Comme on pouvait le craindre, la rupture de Bruxelles a paralysé le Marché Commun. L’esprit qui l’animait s’est éteint. Seule la bureaucratie demeure, encore qu’en son sein même la concorde ne règne pas. Autant que les conséquences morales et politiques, les répercussions pratiques sont graves ; l’Italie, après la Hollande, se refuse à signer l’accord qui liait les Six aux Pays africains ; les problèmes agricoles encore en suspens ont été débattus sans résultat ; la réunion des Ministres des Finances est remise, une fois de plus. Il est bien probable que le nouvel abaissement des tarifs douaniers prévu pour juillet n’aura pas lieu. Autant dire que pour un temps indéterminé, le Marché Commun est au point mort.

 

Le Temps d’Arrêt du Marché Commun

Cette crise, l’éclat de Bruxelles n’a fait que le précipiter. Nous avons dit souvent que les progrès du Marché Commun n’avaient été possibles que dans l’euphorie de l’expansion économique des Six en ces dernières années. Les difficultés ne manqueraient pas d’apparaître avec les premiers signes d’un ralentissement du progrès. Il est bien évident aujourd’hui que les économies de l’Europe marquent le pas. L’optimisme qu’on s’efforce d’entretenir ne résiste pas à l’examen des statistiques. C’est alors que l’on s’aperçoit combien les intérêts des six pays associés divergent, combien il est malaisé de les concilier, même d’éviter qu’ils n’entrent en conflit surtout depuis qu’on a cherché à harmoniser les politiques agricoles.

• [Extrait d’un fichier de données]:
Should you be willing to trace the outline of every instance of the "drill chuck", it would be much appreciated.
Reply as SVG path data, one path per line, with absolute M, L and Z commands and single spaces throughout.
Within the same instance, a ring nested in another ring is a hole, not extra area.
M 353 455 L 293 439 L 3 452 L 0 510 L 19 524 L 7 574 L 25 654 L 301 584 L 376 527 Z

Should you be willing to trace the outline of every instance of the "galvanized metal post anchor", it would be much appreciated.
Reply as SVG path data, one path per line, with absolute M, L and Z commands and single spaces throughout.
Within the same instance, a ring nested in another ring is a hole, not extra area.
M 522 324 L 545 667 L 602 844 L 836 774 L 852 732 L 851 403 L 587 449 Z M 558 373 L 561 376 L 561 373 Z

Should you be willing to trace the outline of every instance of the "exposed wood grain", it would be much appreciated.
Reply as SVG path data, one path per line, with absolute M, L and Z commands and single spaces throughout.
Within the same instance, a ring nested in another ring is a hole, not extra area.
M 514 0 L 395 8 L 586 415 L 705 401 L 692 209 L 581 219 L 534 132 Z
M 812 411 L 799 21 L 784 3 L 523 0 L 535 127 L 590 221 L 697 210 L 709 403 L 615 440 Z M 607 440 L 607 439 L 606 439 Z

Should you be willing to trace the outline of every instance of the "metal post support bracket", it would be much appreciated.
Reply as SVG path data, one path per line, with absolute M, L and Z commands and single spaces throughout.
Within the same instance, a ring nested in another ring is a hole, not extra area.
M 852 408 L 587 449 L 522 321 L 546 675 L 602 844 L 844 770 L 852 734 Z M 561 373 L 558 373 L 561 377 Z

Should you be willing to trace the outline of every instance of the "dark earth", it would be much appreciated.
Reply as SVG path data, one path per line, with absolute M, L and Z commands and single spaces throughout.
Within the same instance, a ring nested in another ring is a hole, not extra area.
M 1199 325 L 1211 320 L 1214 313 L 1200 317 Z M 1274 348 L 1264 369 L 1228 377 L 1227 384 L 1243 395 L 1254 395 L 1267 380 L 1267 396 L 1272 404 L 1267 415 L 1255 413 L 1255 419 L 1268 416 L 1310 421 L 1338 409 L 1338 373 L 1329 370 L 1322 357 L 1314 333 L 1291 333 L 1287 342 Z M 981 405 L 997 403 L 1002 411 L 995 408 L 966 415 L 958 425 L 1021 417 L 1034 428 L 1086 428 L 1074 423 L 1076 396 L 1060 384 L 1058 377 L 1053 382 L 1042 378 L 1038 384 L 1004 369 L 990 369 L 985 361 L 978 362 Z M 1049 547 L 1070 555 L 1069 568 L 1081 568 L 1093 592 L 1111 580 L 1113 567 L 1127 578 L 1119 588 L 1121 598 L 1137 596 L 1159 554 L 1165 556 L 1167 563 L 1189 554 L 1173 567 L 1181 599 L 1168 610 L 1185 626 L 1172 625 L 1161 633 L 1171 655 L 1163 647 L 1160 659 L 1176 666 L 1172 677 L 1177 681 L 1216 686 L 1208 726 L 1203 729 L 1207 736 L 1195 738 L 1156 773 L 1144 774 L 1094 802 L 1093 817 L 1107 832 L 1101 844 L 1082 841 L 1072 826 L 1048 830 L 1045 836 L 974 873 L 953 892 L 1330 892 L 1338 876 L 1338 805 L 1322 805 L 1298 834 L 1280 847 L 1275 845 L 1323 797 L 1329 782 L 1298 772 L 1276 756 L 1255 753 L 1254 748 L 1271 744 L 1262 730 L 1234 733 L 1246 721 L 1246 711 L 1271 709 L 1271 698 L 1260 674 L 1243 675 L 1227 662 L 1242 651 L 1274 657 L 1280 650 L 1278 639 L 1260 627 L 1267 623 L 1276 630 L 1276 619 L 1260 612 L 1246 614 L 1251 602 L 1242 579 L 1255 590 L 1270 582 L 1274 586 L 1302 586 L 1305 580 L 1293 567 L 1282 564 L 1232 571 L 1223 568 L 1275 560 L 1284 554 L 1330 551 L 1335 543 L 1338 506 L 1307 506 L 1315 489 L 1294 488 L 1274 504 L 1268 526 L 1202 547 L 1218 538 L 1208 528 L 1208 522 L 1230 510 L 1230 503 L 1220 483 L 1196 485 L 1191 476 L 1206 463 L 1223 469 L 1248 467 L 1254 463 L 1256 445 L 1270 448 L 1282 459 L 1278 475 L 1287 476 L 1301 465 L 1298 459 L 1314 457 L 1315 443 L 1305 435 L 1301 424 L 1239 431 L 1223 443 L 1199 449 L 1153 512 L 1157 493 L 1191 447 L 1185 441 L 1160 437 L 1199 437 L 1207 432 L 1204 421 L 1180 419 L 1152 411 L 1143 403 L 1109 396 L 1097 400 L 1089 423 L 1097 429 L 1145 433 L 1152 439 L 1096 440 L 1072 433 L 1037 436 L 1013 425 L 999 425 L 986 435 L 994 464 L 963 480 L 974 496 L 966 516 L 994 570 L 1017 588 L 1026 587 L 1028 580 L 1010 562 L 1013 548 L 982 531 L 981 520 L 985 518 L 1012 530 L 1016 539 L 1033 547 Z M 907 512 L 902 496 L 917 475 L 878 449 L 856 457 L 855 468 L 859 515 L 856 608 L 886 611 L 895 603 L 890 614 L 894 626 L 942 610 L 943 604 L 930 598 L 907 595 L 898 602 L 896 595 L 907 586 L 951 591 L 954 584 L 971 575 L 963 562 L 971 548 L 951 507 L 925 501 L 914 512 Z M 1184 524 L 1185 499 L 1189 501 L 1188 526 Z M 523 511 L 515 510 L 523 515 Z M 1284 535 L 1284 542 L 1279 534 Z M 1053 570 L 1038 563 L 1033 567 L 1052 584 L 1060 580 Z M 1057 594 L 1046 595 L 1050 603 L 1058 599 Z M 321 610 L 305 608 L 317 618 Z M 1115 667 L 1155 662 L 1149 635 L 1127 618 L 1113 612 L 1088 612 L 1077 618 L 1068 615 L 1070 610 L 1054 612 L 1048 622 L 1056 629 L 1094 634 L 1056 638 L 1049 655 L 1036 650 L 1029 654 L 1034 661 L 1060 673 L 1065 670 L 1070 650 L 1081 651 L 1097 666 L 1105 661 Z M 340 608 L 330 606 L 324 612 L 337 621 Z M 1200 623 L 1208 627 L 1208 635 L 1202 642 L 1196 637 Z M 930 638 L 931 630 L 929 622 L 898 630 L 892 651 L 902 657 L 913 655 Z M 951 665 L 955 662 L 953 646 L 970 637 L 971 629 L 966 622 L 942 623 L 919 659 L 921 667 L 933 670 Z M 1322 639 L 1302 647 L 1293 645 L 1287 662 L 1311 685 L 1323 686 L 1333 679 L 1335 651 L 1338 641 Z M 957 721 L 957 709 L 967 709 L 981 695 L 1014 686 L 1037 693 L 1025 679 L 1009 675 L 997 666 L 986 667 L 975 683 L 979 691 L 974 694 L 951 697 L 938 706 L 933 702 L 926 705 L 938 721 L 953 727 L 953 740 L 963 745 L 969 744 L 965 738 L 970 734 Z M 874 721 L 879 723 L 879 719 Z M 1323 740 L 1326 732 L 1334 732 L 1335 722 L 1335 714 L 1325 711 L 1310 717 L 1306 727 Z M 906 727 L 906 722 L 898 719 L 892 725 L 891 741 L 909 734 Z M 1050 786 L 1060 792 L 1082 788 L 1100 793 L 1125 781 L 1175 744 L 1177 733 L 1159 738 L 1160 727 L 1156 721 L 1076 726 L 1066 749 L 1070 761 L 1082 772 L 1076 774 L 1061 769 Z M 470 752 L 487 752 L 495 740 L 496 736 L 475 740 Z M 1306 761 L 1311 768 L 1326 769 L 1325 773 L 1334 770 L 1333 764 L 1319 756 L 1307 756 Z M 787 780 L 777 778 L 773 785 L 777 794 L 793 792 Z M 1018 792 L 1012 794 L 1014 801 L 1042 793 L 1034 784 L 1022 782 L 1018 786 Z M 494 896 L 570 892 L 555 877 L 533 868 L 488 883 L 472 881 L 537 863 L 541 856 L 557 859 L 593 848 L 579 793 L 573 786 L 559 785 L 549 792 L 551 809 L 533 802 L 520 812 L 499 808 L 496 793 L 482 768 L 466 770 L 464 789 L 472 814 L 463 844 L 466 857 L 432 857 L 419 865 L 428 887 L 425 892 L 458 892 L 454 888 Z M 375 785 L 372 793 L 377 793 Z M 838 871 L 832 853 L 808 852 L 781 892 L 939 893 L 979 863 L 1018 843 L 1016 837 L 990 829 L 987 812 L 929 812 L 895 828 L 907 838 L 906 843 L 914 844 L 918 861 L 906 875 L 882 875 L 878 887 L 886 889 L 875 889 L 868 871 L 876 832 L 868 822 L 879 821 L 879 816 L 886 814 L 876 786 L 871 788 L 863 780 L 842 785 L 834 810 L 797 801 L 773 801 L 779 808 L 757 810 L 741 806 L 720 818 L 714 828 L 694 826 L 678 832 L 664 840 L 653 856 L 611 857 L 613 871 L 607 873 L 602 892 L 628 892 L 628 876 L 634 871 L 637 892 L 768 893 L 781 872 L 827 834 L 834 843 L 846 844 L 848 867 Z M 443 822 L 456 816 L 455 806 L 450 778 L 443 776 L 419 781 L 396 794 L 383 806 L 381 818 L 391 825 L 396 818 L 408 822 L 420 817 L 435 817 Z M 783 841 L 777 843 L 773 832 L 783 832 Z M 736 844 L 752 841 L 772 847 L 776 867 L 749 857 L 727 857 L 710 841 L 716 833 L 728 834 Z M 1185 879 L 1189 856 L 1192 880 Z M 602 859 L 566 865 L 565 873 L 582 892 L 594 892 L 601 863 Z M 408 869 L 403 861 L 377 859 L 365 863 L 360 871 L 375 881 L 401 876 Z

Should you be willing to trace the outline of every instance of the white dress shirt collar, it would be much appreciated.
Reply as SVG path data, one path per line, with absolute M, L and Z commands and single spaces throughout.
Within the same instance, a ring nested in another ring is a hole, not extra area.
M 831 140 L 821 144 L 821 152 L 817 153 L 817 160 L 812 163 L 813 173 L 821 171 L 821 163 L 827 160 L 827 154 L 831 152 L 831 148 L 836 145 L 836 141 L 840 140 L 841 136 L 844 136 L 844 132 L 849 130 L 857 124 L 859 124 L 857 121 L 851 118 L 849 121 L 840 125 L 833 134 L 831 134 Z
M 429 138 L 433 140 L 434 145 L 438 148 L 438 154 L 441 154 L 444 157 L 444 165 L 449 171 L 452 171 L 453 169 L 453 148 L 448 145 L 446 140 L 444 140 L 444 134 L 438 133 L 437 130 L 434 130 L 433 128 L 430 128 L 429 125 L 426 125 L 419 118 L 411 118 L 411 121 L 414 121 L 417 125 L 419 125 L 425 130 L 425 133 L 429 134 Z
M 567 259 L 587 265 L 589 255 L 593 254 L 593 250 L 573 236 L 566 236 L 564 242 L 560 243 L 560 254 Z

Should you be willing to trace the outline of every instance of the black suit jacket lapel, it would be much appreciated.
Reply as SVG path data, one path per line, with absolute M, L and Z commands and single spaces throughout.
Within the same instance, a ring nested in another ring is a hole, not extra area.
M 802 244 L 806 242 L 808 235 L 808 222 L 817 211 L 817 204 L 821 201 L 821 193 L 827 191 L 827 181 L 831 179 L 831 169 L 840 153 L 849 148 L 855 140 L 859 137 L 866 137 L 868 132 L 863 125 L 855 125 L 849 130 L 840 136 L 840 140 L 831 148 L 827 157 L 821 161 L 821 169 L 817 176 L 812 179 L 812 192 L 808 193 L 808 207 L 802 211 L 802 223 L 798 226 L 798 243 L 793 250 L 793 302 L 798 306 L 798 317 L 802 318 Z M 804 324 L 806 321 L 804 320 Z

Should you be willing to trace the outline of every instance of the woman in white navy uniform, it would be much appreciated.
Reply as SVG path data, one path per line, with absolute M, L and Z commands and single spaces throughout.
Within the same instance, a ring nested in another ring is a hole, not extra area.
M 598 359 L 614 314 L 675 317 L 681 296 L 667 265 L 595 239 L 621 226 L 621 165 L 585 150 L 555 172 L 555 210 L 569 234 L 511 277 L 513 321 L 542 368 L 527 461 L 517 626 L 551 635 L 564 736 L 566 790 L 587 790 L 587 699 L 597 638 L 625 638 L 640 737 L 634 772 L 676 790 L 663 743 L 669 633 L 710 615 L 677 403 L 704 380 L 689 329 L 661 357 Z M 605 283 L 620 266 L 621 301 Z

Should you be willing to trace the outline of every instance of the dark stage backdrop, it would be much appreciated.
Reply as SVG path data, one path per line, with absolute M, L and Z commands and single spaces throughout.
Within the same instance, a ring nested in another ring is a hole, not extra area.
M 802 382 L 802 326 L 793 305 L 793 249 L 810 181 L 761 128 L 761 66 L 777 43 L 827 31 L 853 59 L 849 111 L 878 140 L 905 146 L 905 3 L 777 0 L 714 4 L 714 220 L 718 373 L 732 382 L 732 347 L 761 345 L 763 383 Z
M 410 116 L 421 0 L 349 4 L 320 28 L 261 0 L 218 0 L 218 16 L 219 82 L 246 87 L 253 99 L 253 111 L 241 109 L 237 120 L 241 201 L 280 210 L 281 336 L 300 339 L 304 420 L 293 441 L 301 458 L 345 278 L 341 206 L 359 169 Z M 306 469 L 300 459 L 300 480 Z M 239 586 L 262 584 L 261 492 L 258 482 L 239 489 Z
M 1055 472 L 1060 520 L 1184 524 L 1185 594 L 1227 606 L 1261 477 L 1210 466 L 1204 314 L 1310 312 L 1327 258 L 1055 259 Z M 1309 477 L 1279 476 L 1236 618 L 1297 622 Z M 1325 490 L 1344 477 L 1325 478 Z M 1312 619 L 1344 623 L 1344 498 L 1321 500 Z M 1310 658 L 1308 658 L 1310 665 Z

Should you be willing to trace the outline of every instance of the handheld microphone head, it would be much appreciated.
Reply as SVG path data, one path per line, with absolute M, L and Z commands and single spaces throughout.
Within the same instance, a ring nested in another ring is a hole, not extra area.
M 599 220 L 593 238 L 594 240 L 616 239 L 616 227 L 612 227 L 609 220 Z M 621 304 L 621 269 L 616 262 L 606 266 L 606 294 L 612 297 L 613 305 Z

• [Série d’exercices]:
a) Les affirmations suivantes concordent-elles avec le texte sur le Marché Commun ? (i) L’Italie refuse de signer l’accord qui liait les Six aux Pays africains. (ii) La réunion des Ministres des Finances s’est tenue, mais sans résultat. (iii) Les économies de l’Europe marquent le pas. Répondez par oui ou non en citant chaque fois les mots décisifs du texte.
b) Prolongez le texte sur le Marché Commun à partir de sa dernière phrase.
Ces données ne servent à rien ici.

• [Corrigé]:
a)
(i) Oui : « l’Italie, après la Hollande, se refuse à signer l’accord qui liait les Six aux Pays africains ».
(ii) Non : « la réunion des Ministres des Finances est remise, une fois de plus ».
(iii) Oui : « Il est bien évident aujourd’hui que les économies de l’Europe marquent le pas. »

b)
 

Les Difficultés Agricoles

L’agriculture, en effet, est aussi rebelle à l’économie de marché qu’à l’économie planifiée. Pénurie incurable à l’Est, surproduction en Occident où les prix ne se maintiennent qu’à coup de subventions d’Etat. On sait quel fardeau constitue pour le Trésor américain les surplus agricoles. La France vient de vendre aux Chinois 8 millions 800.000 quintaux de son blé avec une perte de 24 nouveaux francs par quintal, les trois cinquièmes du prix payé aux agriculteurs. Le reste suit dans des conditions analogues. On ne saurait en vouloir à nos partenaires du Marché Commun de ne pas consentir à nous aider à supporter cette charge sous forme de prélèvements ; la Hollande surtout qui peut s’approvisionner à bas prix pour alimenter son cheptel et de plus vendre ses propres produits en contre-partie à des pays qui, sans ces achats de céréales, s’adresseraient ailleurs. Même dans l’ordre industriel, l’Italie n’a pas intérêt à se fournir de charbon français ou allemand, quand elle peut recevoir l’américain dans ses ports 25% moins cher et ce ne sont là que des exemples.

En temps de concurrence serrée et d’exportation difficile, on conçoit que l’esprit communautaire ne pèse pas lourd. On revient d’autant plus vite au réflexe protectionniste que nos vieilles nations, séparées depuis des siècles, de mœurs et d’esprit différents, en lutte et en rivalité presque ininterrompues, parlant des langues différentes, sont facilement enflammées par leur nationalisme héréditaire. Le moment présent ne l’illustre que trop.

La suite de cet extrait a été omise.